* _The task_:
Reproduce each record exactly.

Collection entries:
——————

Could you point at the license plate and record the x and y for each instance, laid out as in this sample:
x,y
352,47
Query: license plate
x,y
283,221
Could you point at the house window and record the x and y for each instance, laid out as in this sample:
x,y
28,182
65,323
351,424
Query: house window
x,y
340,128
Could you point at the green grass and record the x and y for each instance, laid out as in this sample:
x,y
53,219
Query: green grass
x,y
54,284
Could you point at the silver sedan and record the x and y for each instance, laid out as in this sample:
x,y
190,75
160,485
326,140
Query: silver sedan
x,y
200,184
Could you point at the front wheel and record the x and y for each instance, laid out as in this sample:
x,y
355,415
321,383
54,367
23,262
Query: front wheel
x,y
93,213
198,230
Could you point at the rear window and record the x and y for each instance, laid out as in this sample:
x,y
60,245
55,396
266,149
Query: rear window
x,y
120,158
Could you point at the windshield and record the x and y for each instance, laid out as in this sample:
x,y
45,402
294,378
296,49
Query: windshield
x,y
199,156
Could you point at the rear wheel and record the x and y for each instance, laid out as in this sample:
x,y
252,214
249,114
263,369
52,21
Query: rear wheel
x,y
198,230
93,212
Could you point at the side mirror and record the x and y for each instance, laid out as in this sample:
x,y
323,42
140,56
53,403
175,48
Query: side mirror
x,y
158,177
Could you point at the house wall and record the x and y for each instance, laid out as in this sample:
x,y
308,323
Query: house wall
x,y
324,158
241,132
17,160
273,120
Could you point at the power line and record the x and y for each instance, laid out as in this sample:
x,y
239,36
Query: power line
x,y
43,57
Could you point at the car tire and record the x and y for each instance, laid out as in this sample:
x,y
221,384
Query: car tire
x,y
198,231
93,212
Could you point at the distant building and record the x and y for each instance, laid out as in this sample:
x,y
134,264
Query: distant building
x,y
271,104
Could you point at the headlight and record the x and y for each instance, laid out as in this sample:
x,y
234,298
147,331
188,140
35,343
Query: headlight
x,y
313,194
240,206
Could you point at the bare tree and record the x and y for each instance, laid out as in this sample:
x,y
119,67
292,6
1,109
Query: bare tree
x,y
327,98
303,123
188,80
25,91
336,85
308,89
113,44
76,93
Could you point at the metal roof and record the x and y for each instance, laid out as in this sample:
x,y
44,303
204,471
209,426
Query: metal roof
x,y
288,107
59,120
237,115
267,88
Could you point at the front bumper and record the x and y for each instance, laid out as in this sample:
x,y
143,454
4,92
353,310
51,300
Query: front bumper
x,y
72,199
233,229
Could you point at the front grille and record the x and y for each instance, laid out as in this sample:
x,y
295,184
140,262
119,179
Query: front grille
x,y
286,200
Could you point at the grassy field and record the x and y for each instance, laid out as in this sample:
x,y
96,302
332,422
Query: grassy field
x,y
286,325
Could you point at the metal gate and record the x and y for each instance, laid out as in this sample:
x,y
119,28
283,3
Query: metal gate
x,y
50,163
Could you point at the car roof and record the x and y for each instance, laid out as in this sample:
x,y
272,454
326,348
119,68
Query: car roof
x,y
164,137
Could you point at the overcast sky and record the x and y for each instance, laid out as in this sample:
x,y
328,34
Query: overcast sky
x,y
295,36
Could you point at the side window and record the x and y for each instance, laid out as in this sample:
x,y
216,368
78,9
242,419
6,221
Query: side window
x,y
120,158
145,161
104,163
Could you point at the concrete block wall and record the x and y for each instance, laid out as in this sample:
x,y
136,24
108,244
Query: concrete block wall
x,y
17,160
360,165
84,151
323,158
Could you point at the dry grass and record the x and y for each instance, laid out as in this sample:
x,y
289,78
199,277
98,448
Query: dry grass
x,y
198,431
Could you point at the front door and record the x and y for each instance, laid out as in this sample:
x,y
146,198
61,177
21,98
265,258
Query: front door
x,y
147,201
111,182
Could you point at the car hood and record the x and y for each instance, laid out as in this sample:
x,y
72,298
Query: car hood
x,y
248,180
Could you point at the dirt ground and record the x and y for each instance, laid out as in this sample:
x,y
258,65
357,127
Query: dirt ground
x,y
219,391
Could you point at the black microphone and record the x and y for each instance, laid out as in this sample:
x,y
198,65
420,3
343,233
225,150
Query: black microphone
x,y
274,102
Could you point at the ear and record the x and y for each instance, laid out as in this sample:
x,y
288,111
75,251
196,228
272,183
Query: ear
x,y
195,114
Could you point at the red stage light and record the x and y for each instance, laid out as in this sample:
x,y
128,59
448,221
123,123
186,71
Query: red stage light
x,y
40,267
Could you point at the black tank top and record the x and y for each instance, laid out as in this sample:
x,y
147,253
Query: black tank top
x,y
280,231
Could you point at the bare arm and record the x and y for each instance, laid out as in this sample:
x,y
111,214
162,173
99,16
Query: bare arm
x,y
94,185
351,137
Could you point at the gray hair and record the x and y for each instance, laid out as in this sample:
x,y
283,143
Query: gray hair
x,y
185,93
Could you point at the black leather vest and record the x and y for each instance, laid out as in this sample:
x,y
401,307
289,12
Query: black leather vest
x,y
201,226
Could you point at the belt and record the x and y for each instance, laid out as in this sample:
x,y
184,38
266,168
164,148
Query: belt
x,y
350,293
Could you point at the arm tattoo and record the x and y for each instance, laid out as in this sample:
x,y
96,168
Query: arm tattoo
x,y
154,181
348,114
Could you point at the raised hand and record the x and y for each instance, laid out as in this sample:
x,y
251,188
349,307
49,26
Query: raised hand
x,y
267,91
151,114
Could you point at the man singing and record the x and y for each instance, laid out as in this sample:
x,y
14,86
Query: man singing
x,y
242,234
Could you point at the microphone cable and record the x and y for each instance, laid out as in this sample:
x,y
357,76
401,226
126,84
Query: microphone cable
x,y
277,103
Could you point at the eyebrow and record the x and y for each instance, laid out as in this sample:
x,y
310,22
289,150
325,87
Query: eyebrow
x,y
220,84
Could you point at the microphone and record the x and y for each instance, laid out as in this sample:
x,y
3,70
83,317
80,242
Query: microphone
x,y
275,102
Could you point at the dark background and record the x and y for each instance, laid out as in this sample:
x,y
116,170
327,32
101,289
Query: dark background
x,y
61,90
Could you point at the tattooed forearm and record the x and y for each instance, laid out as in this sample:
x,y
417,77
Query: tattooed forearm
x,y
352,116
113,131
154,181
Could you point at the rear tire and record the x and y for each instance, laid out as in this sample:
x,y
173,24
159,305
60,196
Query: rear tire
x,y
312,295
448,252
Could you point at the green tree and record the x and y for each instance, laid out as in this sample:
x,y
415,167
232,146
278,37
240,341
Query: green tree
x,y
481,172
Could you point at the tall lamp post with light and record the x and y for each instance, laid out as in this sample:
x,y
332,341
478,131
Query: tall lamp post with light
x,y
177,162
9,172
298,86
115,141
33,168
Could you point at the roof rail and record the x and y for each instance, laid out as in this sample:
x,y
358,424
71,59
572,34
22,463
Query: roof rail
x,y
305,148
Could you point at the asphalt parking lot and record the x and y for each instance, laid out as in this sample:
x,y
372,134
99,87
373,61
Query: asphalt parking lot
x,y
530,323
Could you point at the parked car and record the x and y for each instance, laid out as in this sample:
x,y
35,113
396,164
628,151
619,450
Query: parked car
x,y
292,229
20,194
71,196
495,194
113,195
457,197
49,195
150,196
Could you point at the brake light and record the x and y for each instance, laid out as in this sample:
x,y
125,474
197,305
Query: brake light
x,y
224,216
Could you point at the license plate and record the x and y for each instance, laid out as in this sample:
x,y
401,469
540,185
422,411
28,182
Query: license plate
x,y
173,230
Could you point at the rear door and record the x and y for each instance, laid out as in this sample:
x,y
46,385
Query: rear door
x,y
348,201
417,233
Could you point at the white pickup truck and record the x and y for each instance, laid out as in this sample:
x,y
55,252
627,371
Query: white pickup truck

——————

* _Full response_:
Could you point at the license plate and record the x and y for each instance, laid out as in this sample:
x,y
352,47
Query: license plate
x,y
283,221
Could you point at the house window and record the x and y for each instance, laid out as in this sample:
x,y
28,182
65,323
351,424
Query: house window
x,y
340,128
Could you point at the green grass and record the x and y for each instance, laid out as in this sample:
x,y
53,219
Query: green grass
x,y
54,284
Could you point at the silver sedan and record the x and y for each instance, laid out as in this sample:
x,y
190,75
160,485
326,140
Query: silver sedan
x,y
200,184
Could you point at the front wheel and record the x and y for each instance, laid out as in this sample:
x,y
355,415
321,383
54,367
23,262
Query: front wheel
x,y
93,213
198,230
Could you point at the rear window and record the x and y for each instance, laid out as in this sample:
x,y
60,245
55,396
266,149
Query: rear window
x,y
120,158
Could you point at the windshield and record the x and y for each instance, laid out as in this sample:
x,y
45,402
294,378
296,49
Query: windshield
x,y
199,156
Could you point at the rear wheel and record the x and y for each instance, laid out as in this sample:
x,y
252,214
249,114
263,369
52,21
Query: rear wheel
x,y
198,230
93,212
Could you point at the side mirror and record the x and y for each instance, laid out as in this sample:
x,y
323,42
140,56
53,403
175,48
Query: side mirror
x,y
158,177
Could you point at the house wall and record the x and y for each instance, laid out as in this sample:
x,y
308,323
Query: house wall
x,y
324,158
241,132
17,160
273,120
Could you point at the power line and record the x and y for each instance, laid out as in this sample:
x,y
239,36
Query: power line
x,y
43,57
Could you point at the car tire and record the x and y for each instance, laid out as in this sample:
x,y
221,384
Query: car tire
x,y
198,231
93,212
Could you point at the distant building and record the x and y for each instance, laid out as in this sample:
x,y
134,264
Query: distant building
x,y
271,104
Could you point at the headlight and record the x and y for each instance, laid out as in this sample:
x,y
234,298
147,331
188,140
35,343
Query: headlight
x,y
313,194
240,206
Could you point at the bare tree and record the x and y for each instance, laid out as in this sample:
x,y
119,67
292,6
1,109
Query: bare tree
x,y
327,98
303,123
188,80
25,91
336,85
308,89
113,44
76,93
Could you point at the metal roof and record the x and y for each instance, laid out as in this sample:
x,y
44,303
204,471
209,426
Query: metal roof
x,y
288,107
59,120
237,115
267,88
Could you point at the front bumper and record the x and y for each instance, laid out as in this sample:
x,y
143,454
4,92
353,310
51,300
Query: front bumper
x,y
72,199
233,229
Could you point at the front grille and record the x and y for each instance, laid out as in this sample:
x,y
295,184
140,262
119,179
Query: front grille
x,y
286,200
Could you point at the grassy field and record the x and y for each instance, laid out as in this sample:
x,y
96,302
332,422
Query: grassy field
x,y
286,325
Could you point at the metal gate and record the x and y for each instance, laid out as in this sample:
x,y
119,28
283,3
Query: metal gate
x,y
50,163
Could you point at the car roof and record the x and y for each instance, laid out as in this sample:
x,y
272,454
326,348
119,68
Query: car roof
x,y
164,137
Could you point at the overcast sky and record the x and y for each instance, laid out as in this sample:
x,y
328,34
Query: overcast sky
x,y
295,36
Could you point at the side window and record the x and y for each instance, laid out as in this sample:
x,y
216,368
78,9
242,419
6,221
Query: side window
x,y
120,158
145,161
104,163
Could you point at the concrete block wall and record the x and y for each instance, laid out as in this sample:
x,y
136,24
108,244
Query: concrete block wall
x,y
17,160
360,165
84,151
323,158
Could you point at the dry grass and record the x and y for each instance, laid out as in this sample:
x,y
289,78
199,277
98,448
Query: dry grass
x,y
198,431
Could you point at the front door and record the x and y for each instance, laid out as in this sample:
x,y
146,198
61,177
21,98
265,258
Query: front door
x,y
147,201
111,182
Could you point at the car hood and record the x and y for each instance, laid out as in this sample:
x,y
72,298
Query: car hood
x,y
248,180
Could you point at the dirt ground and record the x and y for each instance, laid out as in this sample:
x,y
258,65
357,127
Query: dirt ground
x,y
219,391
Could you point at the black microphone and record the x and y for each instance, laid out as in this sample:
x,y
198,65
420,3
343,233
225,150
Query: black microphone
x,y
274,102
Could you point at the ear and record the x and y for each instance, laid out as in this sample:
x,y
288,111
75,251
196,228
272,183
Query: ear
x,y
195,114
Could you point at the red stage light and record the x and y for each instance, laid out as in this sample:
x,y
128,59
448,221
123,123
186,71
Query: red stage light
x,y
40,267
Could you point at the black tank top and record the x and y for each instance, laid out as in this sample:
x,y
147,253
Query: black tank top
x,y
280,231
Could you point at the bare arm and record the x and y for each instance, laid out as in this sample:
x,y
111,214
162,173
99,16
Query: bare arm
x,y
94,185
351,137
Could you point at the gray hair and record the x and y for each instance, laid out as in this sample:
x,y
283,143
Query: gray hair
x,y
185,93
Could you point at the black leather vest and record the x and y for each instance, laid out as in this sample:
x,y
401,307
289,12
Query: black leather vest
x,y
201,226
Could you point at the belt and record the x and y for each instance, laid out as in this sample:
x,y
184,38
266,168
164,148
Query: belt
x,y
350,293
Could you point at the arm tattoo and record the x and y for each instance, laid out as in this sample:
x,y
96,168
Query: arm tattoo
x,y
154,181
348,114
Could you point at the raised hand and record the x and y for each instance, laid out as in this sample:
x,y
251,188
349,307
49,26
Query: raised hand
x,y
267,91
151,114
Could you point at the man singing and record the x and y for each instance, laid out as in this sample:
x,y
14,86
Query: man singing
x,y
242,234
Could you point at the microphone cable and record the x and y for each instance, laid out as in this sample:
x,y
357,76
401,226
126,84
Query: microphone cable
x,y
277,103
Could you point at the eyebrow and record the x and y for each instance, laid out as in this sample:
x,y
310,22
289,150
325,87
Query: eyebrow
x,y
220,84
Could you point at the microphone and record the x and y for each instance, laid out as in this sample:
x,y
3,70
83,317
80,242
Query: microphone
x,y
275,102
Could you point at the dark background and record the x and y for each instance, laid out as in this sample:
x,y
116,170
327,32
101,289
Query: dark background
x,y
61,90
Could you point at the tattooed forearm and record the x and y for each instance, laid out as in this sample:
x,y
417,77
Query: tattooed forearm
x,y
352,116
113,131
154,181
Could you point at the rear tire and record the x and y for each instance, laid out as in this sample:
x,y
173,24
159,305
60,196
Query: rear tire
x,y
312,295
448,252
Could you point at the green tree and record the x and y for each instance, laid out as in this sample:
x,y
415,167
232,146
278,37
240,341
Query: green tree
x,y
481,172
Could you point at the tall lamp post with light and record the x and y for each instance, laid out as in this sample:
x,y
332,341
478,131
Query: tall lamp post with light
x,y
177,162
9,172
298,86
115,141
33,168
Could you point at the roof rail and record the x and y for each instance, laid out as in this sample:
x,y
358,424
71,59
572,34
22,463
Query: roof rail
x,y
305,148
Could you point at the asphalt parking lot and record the x and y for each instance, laid out as in this sample:
x,y
372,134
99,87
373,61
Query: asphalt parking lot
x,y
530,323
Could you point at the parked car and record the x and y for each instance, laid out as in this sample:
x,y
35,113
396,164
628,151
619,450
Query: parked car
x,y
292,229
20,194
71,196
495,194
113,195
457,197
49,195
150,196
Could you point at the brake light and record the x and y for each instance, laid out as in this sample:
x,y
125,474
197,305
Query: brake light
x,y
224,216
Could you point at the license plate and record the x and y for each instance, laid out as in this sample:
x,y
401,469
540,185
422,411
28,182
Query: license plate
x,y
173,230
Could you point at the rear door and record the x and y for each instance, laid out as in this sample:
x,y
46,385
Query: rear door
x,y
348,201
417,233
Could you point at the white pickup truck and record the x and y for each instance, laid out as in this sample:
x,y
55,252
627,371
Query: white pickup truck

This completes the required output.